» **PASSAGE SHOWN**
· · · ·
I think it's relevant that Ahsan neglected (forgot?) to mention Junoon in his article. In my opinion as far as "Rock 'n Roll" goes there is no band in our history that comes even close to embodying it's full spirit the way Junoon did, and yet they are depressingly un-influential in the minds of the modern day Pakistani guitar-wielding youth.

I think if Pakistan's youth truly did put their faith in Rock 'n Roll, a band like Junoon would be much more influential in their musical output, and would consequently be unforgettable to someone writing an article concerning these young musicians and the history of non-classical music in Pakistan.

Ahsan said...

Nadir:

AKS wrote this post, not me.

Junaid said...

Not all 17 year olds who play the guitar do it to get laid :P

Hehe, on a more serious note, good article. And I agree the vast majority of Pakistanis would rather listen to pop than rock, because that's just how we are. Pakistanis go for singers, not musicians, they will appreciate the guy who's singing, not the composition/ beat/ bass line/ etc. This is not suggesting that singers aren't musicians or that they aren't good, but the fact remains that musical instruments aren't really appreciated as much here.

I remember my uncle telling me one day when I was playing the guitar, "You should learn to sing, since singers are the only ones who gets famous, not the band."
I rest my case.

Junaid said...

Apologies for the second consecutive post, but I'd like to say that Junoon is really popular amongst the youth even today, or at least plenty of the teenagers. They might not be held in the same awe as they were in the 90s but they're still really popular.
Personally I am a huge fan, and think it is the best Pakistani band of all times (OK so I'm a little biased).
On a slightly related note most of the "guitar wielding youth" can't play for s*** (no offence to anybody), or don't make any effort to do as such. There's a difference between owning an instrument and actually playing it because you want to.
Secondly I'll second what Karachi Khatmal has done well to point out, everything in Pakistan is already so politicized, we don't really need to have politics in music. Politics is the staple of everyday conversations in the country, so it gets enough "coverage" anyway.

Nadir said...

Oh sorry about that Ahsan...
· · · ·
» **WRITTEN REQUEST A**
In the comment thread, who does Ahsan say actually wrote the post?
» **WRITTEN REQUEST B**
Summarize the comment thread in two sentences.
» **WRITTEN REQUEST C**
List every name that appears before "said..." in the comment thread.

(Pointing dataset excerpts)
· · · ·
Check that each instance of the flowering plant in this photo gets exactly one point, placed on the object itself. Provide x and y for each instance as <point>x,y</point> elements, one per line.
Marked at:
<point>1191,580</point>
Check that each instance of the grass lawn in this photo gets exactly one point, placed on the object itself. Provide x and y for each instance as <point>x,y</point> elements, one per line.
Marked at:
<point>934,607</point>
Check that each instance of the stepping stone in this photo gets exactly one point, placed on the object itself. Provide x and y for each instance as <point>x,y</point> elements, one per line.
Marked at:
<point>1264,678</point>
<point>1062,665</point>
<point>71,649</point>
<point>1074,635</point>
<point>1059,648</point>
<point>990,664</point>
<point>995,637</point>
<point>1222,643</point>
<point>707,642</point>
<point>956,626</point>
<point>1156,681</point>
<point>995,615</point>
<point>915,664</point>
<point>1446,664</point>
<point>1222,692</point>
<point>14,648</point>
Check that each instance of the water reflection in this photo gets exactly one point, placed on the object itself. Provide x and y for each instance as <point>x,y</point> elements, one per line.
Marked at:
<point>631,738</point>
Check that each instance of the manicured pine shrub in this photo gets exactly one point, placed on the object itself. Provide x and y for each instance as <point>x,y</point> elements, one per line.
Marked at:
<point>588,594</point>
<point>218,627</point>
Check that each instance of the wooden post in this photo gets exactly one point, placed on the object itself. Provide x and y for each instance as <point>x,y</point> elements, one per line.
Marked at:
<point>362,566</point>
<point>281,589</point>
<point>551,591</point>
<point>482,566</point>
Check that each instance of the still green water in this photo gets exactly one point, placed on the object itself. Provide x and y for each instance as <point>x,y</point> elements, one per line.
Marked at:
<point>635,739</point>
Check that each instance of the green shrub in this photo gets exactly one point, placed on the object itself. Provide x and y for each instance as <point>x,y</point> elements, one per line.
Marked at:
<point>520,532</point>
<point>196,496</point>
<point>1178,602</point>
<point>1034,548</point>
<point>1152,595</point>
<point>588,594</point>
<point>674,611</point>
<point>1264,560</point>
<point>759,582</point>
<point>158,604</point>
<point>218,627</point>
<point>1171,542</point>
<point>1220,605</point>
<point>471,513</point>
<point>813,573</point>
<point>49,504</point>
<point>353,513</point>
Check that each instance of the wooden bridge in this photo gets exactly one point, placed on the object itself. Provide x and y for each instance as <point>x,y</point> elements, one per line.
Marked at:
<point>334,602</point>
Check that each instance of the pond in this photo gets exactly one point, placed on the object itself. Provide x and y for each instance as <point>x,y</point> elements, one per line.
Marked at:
· · · ·
» **TASK ANSWER A**
AKS wrote the post.

» **TASK ANSWER B**
One commenter argues that no Pakistani band embodied the spirit of rock 'n roll like Junoon, yet the band has little influence on young Pakistani guitarists, and Ahsan replies that AKS wrote the post. Junaid says most Pakistanis prefer pop and value singers over instrumental musicianship, and he adds that Junoon remains popular with many teenagers even today.

» **TASK ANSWER C**
Ahsan, Junaid, Nadir